_Required work_: Keep the pictures out of the copy and repeat the records exactly.

----- Entries provided

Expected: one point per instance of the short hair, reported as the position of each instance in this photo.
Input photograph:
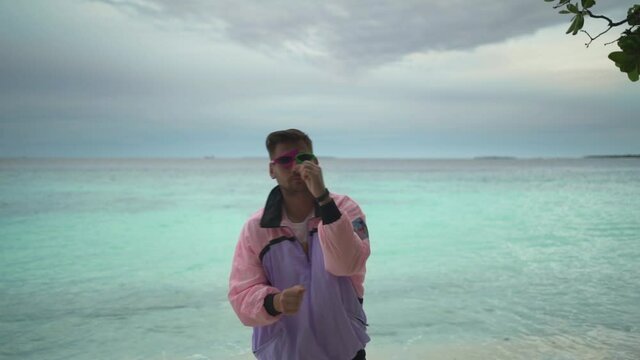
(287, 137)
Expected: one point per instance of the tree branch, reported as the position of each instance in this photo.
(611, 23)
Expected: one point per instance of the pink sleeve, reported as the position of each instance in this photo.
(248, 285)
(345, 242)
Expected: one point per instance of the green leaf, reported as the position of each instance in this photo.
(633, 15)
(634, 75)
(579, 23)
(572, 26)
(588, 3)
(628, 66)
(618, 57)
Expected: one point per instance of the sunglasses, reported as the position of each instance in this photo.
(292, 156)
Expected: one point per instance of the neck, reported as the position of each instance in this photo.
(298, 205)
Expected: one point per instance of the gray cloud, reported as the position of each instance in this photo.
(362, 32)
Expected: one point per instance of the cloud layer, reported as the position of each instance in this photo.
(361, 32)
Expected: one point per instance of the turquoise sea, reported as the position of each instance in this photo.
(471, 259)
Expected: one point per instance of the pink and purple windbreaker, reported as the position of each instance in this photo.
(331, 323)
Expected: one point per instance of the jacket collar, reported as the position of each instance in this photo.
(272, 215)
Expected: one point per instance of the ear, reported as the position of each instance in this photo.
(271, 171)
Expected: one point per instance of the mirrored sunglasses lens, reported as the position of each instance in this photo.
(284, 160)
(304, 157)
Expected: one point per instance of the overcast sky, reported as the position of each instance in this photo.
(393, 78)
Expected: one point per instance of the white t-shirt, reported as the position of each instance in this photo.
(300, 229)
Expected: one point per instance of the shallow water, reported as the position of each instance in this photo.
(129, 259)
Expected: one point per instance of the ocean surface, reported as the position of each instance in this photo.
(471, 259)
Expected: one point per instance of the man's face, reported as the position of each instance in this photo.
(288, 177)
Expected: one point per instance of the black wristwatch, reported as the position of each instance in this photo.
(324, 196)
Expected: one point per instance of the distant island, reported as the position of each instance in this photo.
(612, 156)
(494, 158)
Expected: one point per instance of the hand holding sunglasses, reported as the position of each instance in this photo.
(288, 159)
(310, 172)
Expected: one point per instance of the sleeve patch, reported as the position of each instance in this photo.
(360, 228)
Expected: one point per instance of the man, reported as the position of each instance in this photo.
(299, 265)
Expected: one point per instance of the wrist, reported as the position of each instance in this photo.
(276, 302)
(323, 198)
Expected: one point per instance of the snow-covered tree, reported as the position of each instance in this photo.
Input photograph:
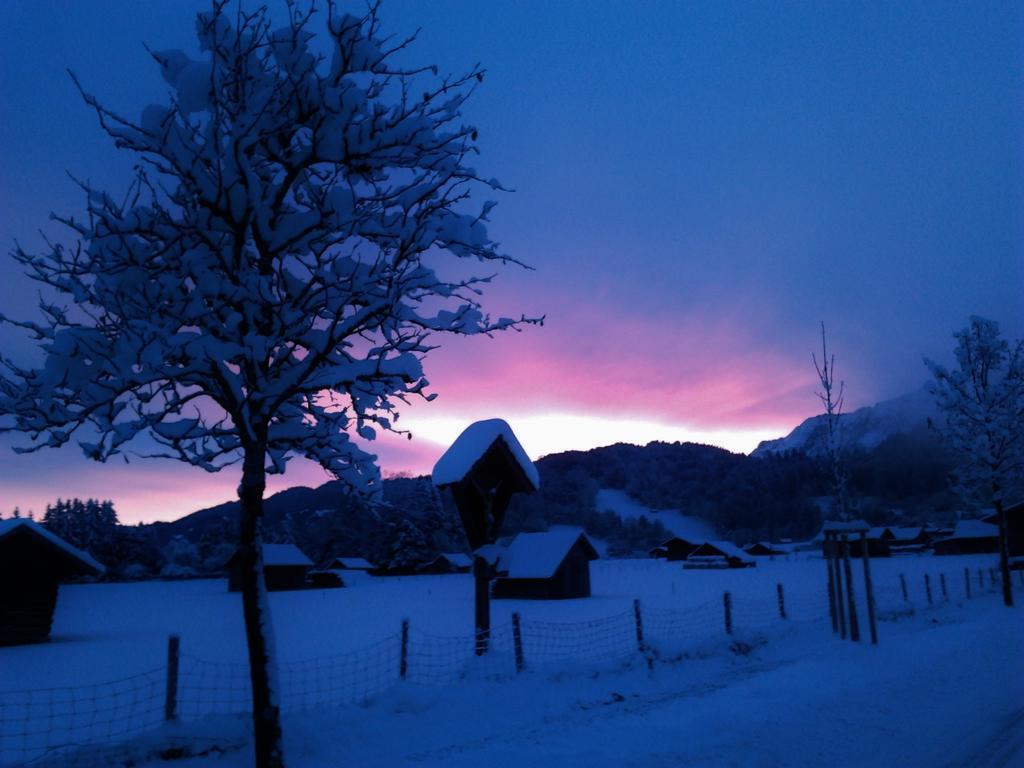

----------

_Answer to this task_:
Expected: one point per instance of the short hair, reported as the position of each instance in this photo.
Input photograph:
(287, 137)
Expected: one point per instance of the tree branch, reported as the position of each instance in this photo.
(611, 23)
Expected: one point per instance of the pink sleeve, reported as the position of each instance in this photo.
(248, 285)
(345, 242)
Expected: one point per instance of the green leaf, reported as the position of each instance in this photo.
(633, 15)
(634, 75)
(579, 23)
(572, 26)
(588, 3)
(628, 66)
(618, 57)
Expected: one point per instance of the sunglasses, reported as the position of each instance in this photo.
(292, 156)
Expected: one point per instance of the neck, reported as the position of each instance in this photo.
(298, 205)
Expected: one point per instance of the gray cloud, reported as the position of each instance in this photo.
(362, 32)
Expected: one point per instance of the cloud layer, reported as the position of each instance in this photo.
(361, 32)
Expected: one point per instance of the turquoise sea, reported as the position of each instance in this photo.
(471, 259)
Expected: one point per instance of the pink and purple windbreaker, reported as the position of each instance in this photo.
(331, 323)
Expected: one point per instance of the jacket collar, reported as the position of each instance in this photo.
(272, 215)
Expected: one point per instance of the ear, reported as the position of each instance in this photo.
(271, 171)
Expected: one point per instance of the mirrored sunglasses lens, reported as the position of each instance in this photo.
(284, 160)
(304, 157)
Expected: one point per instance of the overcast sky, reported as the position of each instance in this photo.
(393, 78)
Expected: one point per instance of the white t-shirt, reported as the position of each instance in this photo.
(300, 229)
Expected: one point per instance of the shallow water, reported as the position of each instance in this photo.
(129, 259)
Expected: one point per instance of the ocean surface, reported as the position of each instance in this photo.
(471, 259)
Expected: one point per instance of the man's face, reported as the position of each instance in this photo.
(288, 177)
Expected: one point per instance of the black wristwatch, reported as the position of each instance in this photo.
(324, 196)
Expected: one point per instance of the distant island, reported as the position of each instance in this photo.
(612, 156)
(494, 158)
Expected: one point per instance of the hand holding sunglasses, reported as the position of each instance in this photo.
(288, 159)
(310, 172)
Expected: one point per instance of the sleeve patch, reported as the position of each instance in this photo.
(360, 228)
Expected: one point per instance of the man, reported as the position of each instance in this photo.
(299, 265)
Expected: one point per instance of the wrist, reported as the position of each instance in this photo.
(276, 302)
(323, 198)
Expected: one point per instance of the snow-covered tree, reported as the position of each instance in this photo.
Input photograph:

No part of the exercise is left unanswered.